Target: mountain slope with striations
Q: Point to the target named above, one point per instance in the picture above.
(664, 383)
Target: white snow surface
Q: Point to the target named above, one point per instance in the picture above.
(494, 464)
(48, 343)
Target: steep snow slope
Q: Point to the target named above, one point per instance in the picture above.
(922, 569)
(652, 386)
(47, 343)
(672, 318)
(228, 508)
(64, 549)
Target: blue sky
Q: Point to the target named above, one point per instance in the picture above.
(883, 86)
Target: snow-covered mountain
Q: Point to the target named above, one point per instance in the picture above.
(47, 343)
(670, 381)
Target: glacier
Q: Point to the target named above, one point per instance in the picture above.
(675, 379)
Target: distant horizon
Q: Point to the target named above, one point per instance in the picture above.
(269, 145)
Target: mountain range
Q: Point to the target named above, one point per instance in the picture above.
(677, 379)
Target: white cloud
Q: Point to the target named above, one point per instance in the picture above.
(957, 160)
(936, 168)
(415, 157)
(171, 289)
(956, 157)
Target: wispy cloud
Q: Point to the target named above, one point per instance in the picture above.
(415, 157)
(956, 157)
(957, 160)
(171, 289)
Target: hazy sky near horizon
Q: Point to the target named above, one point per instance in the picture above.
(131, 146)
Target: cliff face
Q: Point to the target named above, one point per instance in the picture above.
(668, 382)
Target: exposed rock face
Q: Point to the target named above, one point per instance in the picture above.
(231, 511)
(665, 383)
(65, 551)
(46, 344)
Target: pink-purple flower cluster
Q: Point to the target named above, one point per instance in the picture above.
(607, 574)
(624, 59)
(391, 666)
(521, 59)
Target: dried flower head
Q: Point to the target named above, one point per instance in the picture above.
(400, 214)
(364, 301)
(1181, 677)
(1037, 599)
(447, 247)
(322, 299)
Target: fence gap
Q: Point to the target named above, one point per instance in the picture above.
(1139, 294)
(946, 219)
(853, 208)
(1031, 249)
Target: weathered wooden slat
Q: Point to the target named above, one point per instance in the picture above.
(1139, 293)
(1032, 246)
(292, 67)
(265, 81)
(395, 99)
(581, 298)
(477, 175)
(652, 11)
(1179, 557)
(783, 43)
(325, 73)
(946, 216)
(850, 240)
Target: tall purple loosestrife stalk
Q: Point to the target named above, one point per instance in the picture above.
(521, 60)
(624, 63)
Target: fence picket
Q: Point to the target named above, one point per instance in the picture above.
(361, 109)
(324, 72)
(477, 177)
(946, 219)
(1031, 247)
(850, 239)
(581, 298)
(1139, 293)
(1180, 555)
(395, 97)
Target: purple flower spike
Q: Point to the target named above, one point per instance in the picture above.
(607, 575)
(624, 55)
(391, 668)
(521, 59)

········

**BRIEF**.
Copy out everything from the line with "Target: fence picket" down to the end of the data, swapping "fence picket" for "fence post" and leaving all else as it is.

**WRITTEN SOLUTION**.
Target: fence post
Q: Point to the target named above, one point per instance in the picture above.
(361, 109)
(324, 72)
(477, 177)
(946, 219)
(1031, 247)
(850, 239)
(581, 298)
(1139, 293)
(1180, 555)
(395, 97)
Target: purple flower spike
Q: Point to the target named above, one point per instance in the picture above.
(607, 575)
(624, 55)
(391, 668)
(521, 59)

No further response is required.